# [Records supplied]
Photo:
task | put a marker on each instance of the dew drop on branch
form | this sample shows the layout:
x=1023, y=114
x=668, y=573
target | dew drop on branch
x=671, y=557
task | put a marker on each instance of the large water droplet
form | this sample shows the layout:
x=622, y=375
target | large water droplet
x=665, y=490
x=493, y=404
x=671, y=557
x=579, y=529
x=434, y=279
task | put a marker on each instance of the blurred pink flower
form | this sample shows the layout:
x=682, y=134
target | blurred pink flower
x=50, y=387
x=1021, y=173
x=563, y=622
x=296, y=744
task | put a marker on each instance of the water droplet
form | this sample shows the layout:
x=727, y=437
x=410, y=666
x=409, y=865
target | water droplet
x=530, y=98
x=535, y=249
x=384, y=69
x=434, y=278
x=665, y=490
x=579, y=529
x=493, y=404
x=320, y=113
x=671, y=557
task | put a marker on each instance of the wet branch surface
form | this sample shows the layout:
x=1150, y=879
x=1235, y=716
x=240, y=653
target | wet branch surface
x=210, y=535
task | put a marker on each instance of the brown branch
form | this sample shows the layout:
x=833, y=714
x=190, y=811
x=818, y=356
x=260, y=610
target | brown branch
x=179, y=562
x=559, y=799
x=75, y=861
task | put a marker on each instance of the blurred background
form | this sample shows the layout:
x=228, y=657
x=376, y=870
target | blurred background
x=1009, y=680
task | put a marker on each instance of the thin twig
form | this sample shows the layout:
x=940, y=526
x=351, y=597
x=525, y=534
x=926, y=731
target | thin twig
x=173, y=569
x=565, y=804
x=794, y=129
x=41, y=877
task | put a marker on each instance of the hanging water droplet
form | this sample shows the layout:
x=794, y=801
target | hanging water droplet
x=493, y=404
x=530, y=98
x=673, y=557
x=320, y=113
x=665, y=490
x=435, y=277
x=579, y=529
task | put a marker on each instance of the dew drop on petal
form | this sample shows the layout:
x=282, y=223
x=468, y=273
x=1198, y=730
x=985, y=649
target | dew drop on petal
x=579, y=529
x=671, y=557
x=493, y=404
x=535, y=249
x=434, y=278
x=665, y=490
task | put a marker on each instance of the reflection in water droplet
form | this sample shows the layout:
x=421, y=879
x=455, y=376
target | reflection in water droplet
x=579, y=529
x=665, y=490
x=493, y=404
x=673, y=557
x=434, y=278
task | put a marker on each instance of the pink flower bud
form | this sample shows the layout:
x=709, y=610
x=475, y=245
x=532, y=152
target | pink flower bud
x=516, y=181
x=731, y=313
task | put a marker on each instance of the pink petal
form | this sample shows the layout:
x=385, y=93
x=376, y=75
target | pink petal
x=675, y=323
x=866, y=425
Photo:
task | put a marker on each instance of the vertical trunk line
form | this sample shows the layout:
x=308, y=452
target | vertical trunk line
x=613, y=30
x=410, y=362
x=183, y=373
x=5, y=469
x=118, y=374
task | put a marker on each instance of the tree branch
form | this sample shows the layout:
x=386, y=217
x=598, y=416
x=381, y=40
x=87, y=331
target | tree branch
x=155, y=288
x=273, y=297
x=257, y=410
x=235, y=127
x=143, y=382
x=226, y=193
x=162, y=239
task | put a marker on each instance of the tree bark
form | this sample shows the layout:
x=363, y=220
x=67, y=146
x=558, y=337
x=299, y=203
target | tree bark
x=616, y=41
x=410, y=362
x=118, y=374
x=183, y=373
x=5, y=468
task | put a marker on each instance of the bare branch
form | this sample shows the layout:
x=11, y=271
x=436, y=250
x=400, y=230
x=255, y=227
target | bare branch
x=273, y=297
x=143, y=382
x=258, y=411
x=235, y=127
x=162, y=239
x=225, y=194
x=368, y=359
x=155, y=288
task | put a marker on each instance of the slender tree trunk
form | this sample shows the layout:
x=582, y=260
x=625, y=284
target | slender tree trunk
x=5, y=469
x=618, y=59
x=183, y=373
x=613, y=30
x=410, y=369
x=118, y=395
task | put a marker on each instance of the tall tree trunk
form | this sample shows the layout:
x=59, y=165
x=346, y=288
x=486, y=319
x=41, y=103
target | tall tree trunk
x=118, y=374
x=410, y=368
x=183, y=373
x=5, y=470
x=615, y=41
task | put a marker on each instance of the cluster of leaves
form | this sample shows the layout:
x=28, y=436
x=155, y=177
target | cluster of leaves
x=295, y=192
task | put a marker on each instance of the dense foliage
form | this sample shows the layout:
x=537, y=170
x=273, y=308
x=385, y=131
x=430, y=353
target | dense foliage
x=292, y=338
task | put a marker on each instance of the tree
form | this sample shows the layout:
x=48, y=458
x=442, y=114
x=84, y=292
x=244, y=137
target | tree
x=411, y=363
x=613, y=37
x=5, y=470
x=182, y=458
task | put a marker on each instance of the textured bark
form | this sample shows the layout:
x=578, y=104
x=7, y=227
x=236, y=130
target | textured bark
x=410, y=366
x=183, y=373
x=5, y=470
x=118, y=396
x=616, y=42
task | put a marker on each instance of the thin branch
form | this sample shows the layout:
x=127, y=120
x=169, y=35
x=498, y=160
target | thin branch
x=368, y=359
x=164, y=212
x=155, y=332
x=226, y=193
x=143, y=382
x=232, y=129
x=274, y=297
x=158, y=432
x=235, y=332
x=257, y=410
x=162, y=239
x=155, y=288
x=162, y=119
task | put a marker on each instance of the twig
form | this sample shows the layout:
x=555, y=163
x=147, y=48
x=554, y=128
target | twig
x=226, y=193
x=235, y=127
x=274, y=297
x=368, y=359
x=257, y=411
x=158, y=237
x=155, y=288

# [Task]
The entries shown above should be copied out word for word.

# [Answer area]
Photo:
task | put a marker on each instance of the dew drop on branch
form | this sample shows the layout:
x=1023, y=114
x=668, y=573
target | dew drop on branch
x=671, y=557
task | put a marker on each instance of the large water droplet
form | this sample shows the layout:
x=622, y=375
target | large water droplet
x=665, y=490
x=493, y=404
x=671, y=557
x=579, y=529
x=434, y=279
task | put a marker on each instance of the blurred pink flower
form | this sample shows the layout:
x=682, y=134
target | blurred pink flower
x=50, y=387
x=1021, y=173
x=563, y=622
x=296, y=744
task | put a marker on each instance of the water droplet
form | this sample shows the layout:
x=727, y=437
x=410, y=666
x=409, y=865
target | water droplet
x=530, y=98
x=535, y=249
x=384, y=69
x=434, y=278
x=665, y=490
x=579, y=529
x=493, y=404
x=320, y=113
x=671, y=557
task | put a marker on each instance of the wet branch surface
form | this sample shows the layout:
x=1150, y=879
x=1235, y=716
x=240, y=653
target | wet branch surface
x=210, y=535
task | put a marker on each instance of the brown branch
form | this sample shows the layout:
x=833, y=714
x=190, y=811
x=818, y=356
x=260, y=610
target | brown branch
x=179, y=562
x=559, y=799
x=75, y=861
task | put a marker on each instance of the blurred background
form | this sample shows the layout:
x=228, y=657
x=376, y=870
target | blurred background
x=1009, y=680
task | put a marker on each instance of the thin twig
form | this sample shows the layout:
x=940, y=526
x=351, y=597
x=525, y=534
x=926, y=731
target | thin twig
x=173, y=569
x=565, y=804
x=794, y=129
x=41, y=877
task | put a marker on each instance of the hanging water droplet
form | this sample shows the layout:
x=794, y=801
target | hanging water droplet
x=493, y=404
x=530, y=98
x=673, y=557
x=320, y=113
x=665, y=490
x=435, y=277
x=579, y=529
task | put a marker on each instance of the dew drop on petal
form | this sample shows the layout:
x=282, y=223
x=468, y=273
x=1198, y=730
x=985, y=649
target | dew drop on petal
x=579, y=529
x=671, y=557
x=493, y=404
x=535, y=249
x=434, y=278
x=665, y=490
task | put a marker on each instance of the reflection in water droplet
form | this sample shows the layout:
x=421, y=879
x=455, y=376
target | reflection in water droplet
x=579, y=529
x=665, y=490
x=493, y=404
x=673, y=557
x=434, y=278
task | put a marker on each instance of the pink flower bud
form | this sample shows the layout:
x=709, y=610
x=475, y=245
x=532, y=152
target | pink flower bud
x=516, y=181
x=731, y=313
task | put a marker on each instance of the pink petal
form | this sample shows the layout:
x=385, y=93
x=376, y=75
target | pink petal
x=675, y=323
x=866, y=425
Photo:
task | put a marker on each instance of the vertical trunk line
form | this sample shows the layout:
x=308, y=452
target | vertical trunk line
x=613, y=30
x=410, y=362
x=183, y=373
x=5, y=469
x=118, y=374
task | put a marker on each instance of the tree branch
form | this sample shows the layout:
x=386, y=217
x=598, y=416
x=381, y=40
x=87, y=331
target | tree branch
x=155, y=288
x=273, y=297
x=257, y=410
x=235, y=127
x=143, y=382
x=226, y=193
x=162, y=239
task | put a marker on each instance of the tree bark
form | this sample shows the layout:
x=363, y=220
x=67, y=146
x=558, y=337
x=299, y=203
target | tree bark
x=616, y=41
x=410, y=362
x=118, y=374
x=183, y=373
x=5, y=468
task | put a marker on each instance of the bare branch
form | this sample shows the layout:
x=11, y=271
x=436, y=250
x=400, y=230
x=255, y=227
target | bare branch
x=273, y=297
x=143, y=382
x=258, y=411
x=235, y=127
x=162, y=239
x=225, y=194
x=368, y=359
x=155, y=288
task | put a marker on each instance of the slender tree trunk
form | this sample shows the layout:
x=582, y=260
x=625, y=284
target | slender tree trunk
x=5, y=469
x=618, y=59
x=183, y=373
x=613, y=30
x=410, y=369
x=118, y=395
task | put a marker on each instance of the tall tree trunk
form | this sample shows the layout:
x=59, y=165
x=346, y=288
x=486, y=319
x=41, y=103
target | tall tree trunk
x=118, y=374
x=410, y=368
x=183, y=373
x=5, y=470
x=615, y=41
task | put a marker on each instance of the cluster of leaves
form | this sample shows the layout:
x=28, y=436
x=155, y=177
target | cluster of leaves
x=295, y=192
task | put a marker on each instance of the dense foliage
form | this sample shows the layout:
x=537, y=170
x=273, y=308
x=385, y=131
x=430, y=353
target | dense foliage
x=292, y=338
task | put a marker on each instance of the tree
form | this sample shows the layout:
x=48, y=458
x=442, y=114
x=84, y=292
x=244, y=137
target | tree
x=411, y=363
x=613, y=37
x=5, y=470
x=182, y=458
task | put a marker on each instance of the textured bark
form | this sample shows the layout:
x=578, y=104
x=7, y=227
x=236, y=130
target | textured bark
x=410, y=366
x=183, y=373
x=5, y=470
x=118, y=396
x=616, y=42
task | put a marker on each instance of the thin branch
form | this sample shows the layout:
x=127, y=120
x=169, y=35
x=498, y=160
target | thin branch
x=368, y=359
x=164, y=212
x=155, y=332
x=226, y=193
x=143, y=382
x=232, y=129
x=274, y=297
x=158, y=432
x=235, y=332
x=257, y=410
x=162, y=239
x=155, y=288
x=162, y=119
task | put a marker on each instance of the twig
form | this sample shows the layout:
x=555, y=163
x=147, y=48
x=554, y=128
target | twig
x=226, y=193
x=235, y=127
x=274, y=297
x=368, y=359
x=257, y=411
x=158, y=237
x=155, y=288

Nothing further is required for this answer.